Object point labels:
— begin —
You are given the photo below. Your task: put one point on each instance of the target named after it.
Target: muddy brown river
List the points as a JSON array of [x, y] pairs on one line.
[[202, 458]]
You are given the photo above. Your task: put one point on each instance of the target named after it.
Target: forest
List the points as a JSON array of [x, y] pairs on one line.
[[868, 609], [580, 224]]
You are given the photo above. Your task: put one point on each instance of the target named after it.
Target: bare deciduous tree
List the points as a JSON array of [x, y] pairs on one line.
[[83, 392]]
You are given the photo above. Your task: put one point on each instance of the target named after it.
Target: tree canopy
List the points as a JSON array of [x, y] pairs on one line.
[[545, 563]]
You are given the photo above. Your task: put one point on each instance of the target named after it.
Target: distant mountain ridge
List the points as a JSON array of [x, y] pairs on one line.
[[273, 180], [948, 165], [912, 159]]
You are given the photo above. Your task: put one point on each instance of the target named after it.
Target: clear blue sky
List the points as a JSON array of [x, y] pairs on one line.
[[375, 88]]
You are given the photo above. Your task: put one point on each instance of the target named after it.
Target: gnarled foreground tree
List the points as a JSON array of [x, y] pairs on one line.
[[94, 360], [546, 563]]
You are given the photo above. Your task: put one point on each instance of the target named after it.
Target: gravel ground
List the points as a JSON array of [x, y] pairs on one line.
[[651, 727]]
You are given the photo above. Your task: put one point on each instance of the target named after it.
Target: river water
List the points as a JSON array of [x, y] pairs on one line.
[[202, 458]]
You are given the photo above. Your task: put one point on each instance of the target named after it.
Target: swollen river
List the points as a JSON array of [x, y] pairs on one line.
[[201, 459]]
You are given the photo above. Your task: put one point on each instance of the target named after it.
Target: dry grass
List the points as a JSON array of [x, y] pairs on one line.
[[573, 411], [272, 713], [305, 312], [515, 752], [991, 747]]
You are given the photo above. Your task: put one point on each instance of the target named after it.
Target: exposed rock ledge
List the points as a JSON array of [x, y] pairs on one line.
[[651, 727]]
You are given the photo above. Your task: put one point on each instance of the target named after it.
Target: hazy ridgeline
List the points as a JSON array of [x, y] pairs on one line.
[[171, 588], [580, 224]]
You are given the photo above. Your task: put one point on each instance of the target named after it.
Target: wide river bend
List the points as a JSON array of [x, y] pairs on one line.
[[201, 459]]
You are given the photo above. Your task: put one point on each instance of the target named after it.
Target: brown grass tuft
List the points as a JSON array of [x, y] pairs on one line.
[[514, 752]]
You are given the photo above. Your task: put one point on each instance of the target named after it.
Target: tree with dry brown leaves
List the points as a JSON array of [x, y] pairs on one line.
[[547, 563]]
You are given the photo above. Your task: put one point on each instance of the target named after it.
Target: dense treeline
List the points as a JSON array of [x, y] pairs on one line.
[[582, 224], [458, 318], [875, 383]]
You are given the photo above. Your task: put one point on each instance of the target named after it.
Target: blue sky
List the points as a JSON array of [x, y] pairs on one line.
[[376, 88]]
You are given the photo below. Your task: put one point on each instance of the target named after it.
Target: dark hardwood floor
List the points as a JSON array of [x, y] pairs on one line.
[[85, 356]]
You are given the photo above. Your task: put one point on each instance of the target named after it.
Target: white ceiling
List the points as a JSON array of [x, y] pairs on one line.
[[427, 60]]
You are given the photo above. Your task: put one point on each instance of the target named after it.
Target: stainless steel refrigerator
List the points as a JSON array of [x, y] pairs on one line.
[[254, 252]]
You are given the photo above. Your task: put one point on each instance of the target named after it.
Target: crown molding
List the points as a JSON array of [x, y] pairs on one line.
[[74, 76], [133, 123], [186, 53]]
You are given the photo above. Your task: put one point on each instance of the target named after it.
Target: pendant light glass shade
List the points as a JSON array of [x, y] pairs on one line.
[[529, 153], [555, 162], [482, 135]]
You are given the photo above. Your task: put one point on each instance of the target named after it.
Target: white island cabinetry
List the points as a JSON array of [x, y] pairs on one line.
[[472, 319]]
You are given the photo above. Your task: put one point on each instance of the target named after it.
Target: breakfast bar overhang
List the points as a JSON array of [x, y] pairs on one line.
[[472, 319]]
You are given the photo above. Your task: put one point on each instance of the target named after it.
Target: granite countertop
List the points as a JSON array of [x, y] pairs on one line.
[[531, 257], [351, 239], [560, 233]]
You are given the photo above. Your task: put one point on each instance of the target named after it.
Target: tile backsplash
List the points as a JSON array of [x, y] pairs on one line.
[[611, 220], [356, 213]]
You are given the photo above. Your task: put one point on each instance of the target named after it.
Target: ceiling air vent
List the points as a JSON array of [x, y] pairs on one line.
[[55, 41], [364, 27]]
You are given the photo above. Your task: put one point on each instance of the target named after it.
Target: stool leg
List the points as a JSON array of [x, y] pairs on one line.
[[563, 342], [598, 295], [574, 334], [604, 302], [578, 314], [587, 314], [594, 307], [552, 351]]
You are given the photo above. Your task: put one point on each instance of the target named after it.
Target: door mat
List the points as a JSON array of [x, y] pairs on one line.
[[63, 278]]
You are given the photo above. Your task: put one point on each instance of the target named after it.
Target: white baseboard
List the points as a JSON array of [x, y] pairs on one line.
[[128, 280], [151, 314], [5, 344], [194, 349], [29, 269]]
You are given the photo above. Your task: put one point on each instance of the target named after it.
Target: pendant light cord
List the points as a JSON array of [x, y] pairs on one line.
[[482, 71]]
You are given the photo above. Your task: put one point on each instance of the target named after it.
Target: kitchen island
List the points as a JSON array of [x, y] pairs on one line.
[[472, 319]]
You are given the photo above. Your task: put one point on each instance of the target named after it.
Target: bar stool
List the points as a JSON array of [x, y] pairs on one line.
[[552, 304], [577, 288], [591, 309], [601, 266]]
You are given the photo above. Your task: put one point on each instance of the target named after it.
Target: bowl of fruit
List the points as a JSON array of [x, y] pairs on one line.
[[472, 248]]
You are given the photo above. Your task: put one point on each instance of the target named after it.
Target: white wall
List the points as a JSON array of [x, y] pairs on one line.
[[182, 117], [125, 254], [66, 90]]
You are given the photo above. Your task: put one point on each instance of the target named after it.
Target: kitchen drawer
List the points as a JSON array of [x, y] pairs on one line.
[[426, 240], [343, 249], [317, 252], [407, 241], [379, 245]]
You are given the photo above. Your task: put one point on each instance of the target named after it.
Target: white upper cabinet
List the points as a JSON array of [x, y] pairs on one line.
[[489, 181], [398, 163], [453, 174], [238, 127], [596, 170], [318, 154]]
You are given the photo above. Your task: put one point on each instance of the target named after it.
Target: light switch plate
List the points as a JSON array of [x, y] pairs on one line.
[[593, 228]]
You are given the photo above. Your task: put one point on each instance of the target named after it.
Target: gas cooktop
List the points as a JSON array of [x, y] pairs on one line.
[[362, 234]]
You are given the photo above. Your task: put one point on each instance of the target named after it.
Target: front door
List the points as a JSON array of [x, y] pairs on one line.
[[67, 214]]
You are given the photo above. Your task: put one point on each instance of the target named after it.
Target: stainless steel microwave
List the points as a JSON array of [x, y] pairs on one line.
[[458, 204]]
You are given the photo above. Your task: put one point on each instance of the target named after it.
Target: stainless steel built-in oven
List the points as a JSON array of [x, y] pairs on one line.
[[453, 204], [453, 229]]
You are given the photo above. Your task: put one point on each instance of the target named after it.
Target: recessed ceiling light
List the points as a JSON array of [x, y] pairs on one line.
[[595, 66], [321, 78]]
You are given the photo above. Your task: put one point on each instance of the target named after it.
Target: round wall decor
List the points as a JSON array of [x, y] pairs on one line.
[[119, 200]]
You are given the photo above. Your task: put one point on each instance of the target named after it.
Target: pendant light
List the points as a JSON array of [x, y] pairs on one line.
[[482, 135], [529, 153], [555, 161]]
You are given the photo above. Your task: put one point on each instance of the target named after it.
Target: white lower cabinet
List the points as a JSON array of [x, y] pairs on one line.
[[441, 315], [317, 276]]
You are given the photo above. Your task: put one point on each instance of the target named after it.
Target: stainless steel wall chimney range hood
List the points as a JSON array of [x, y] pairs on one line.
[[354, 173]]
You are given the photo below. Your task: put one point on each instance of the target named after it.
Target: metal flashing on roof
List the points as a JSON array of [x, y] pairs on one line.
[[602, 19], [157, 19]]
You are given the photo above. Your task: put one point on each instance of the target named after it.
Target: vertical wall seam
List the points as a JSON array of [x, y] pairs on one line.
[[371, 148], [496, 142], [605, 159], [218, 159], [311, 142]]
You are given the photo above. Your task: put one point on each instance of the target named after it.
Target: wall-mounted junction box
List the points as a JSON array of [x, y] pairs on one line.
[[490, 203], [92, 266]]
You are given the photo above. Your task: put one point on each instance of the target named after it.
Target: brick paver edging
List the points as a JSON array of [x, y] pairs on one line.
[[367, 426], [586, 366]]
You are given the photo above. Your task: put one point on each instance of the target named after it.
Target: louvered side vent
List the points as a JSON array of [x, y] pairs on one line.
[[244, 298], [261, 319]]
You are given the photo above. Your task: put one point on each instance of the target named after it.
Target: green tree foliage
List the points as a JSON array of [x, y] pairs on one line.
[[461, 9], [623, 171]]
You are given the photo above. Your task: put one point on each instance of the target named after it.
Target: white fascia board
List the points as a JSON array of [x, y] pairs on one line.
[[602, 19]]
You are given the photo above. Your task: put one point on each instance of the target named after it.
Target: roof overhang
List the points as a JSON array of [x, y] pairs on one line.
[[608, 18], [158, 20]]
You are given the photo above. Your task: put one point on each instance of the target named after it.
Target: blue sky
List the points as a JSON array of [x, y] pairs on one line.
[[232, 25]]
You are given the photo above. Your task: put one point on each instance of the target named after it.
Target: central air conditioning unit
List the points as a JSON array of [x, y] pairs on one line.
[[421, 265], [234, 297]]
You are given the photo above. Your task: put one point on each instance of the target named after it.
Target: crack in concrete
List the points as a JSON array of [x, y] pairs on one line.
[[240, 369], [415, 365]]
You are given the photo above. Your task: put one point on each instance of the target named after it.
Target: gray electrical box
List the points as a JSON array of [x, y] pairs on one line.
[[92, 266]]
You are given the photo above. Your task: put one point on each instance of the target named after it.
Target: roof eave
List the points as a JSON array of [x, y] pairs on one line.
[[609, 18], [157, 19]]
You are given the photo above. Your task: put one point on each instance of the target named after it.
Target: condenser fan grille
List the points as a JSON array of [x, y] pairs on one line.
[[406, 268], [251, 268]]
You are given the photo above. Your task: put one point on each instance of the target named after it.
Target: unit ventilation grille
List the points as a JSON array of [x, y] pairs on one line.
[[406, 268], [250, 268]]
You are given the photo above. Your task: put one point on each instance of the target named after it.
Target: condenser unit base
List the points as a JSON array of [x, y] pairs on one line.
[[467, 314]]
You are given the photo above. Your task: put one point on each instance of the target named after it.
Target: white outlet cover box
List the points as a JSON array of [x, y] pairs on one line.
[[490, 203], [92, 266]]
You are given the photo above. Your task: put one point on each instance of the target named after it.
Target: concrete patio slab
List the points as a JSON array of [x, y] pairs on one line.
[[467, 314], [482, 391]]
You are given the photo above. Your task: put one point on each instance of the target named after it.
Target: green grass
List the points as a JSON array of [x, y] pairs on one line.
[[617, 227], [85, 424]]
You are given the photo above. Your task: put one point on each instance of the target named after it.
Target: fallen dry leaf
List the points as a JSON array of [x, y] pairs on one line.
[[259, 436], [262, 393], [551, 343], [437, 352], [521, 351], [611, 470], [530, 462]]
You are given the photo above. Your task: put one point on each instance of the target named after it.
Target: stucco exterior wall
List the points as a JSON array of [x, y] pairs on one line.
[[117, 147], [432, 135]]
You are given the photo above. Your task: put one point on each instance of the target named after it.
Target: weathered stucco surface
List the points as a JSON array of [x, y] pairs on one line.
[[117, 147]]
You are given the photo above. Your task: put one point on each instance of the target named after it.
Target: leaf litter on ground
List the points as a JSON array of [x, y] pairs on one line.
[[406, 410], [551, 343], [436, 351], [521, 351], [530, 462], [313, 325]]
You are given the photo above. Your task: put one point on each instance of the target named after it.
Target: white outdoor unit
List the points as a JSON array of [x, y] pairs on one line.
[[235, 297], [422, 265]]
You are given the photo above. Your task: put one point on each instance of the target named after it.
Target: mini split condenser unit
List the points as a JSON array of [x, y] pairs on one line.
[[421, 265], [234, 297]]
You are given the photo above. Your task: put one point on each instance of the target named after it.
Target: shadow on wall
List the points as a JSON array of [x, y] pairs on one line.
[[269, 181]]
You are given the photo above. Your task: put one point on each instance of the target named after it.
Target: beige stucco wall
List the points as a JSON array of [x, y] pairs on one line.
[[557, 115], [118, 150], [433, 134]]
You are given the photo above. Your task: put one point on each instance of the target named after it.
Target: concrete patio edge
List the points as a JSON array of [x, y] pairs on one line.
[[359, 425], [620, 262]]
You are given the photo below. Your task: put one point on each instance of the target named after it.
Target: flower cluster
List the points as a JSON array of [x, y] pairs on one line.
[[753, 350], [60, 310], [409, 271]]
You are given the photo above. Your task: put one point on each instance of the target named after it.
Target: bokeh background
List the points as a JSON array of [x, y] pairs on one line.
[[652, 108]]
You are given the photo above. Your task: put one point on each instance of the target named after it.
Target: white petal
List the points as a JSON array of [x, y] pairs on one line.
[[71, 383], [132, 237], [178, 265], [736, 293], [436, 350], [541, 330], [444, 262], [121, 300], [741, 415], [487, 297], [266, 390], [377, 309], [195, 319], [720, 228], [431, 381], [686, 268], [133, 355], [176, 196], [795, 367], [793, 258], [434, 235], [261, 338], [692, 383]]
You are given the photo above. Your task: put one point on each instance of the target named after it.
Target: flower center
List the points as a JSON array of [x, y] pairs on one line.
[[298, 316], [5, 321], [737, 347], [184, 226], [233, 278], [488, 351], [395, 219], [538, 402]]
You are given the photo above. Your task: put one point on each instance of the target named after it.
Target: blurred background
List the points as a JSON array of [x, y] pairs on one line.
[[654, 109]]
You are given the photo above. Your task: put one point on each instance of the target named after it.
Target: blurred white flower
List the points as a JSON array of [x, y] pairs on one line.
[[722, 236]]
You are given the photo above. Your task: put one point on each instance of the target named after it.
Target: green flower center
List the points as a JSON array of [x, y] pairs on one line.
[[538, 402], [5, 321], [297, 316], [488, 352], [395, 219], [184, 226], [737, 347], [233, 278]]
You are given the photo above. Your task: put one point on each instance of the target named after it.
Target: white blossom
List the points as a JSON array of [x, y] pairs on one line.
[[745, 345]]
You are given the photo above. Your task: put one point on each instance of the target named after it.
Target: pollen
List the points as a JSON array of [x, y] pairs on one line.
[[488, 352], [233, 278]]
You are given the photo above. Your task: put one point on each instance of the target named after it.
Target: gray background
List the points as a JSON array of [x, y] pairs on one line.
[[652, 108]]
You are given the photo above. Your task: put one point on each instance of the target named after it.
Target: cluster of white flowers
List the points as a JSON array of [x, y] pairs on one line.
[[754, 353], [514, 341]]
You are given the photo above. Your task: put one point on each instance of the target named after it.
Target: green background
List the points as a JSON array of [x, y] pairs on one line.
— end —
What to do: Pick out every line of the listing above that contains the word "green", and copy each one. Case counts.

Answer to this problem:
Target: green tree foliage
Target: green grass
Target: green flower center
Target: green background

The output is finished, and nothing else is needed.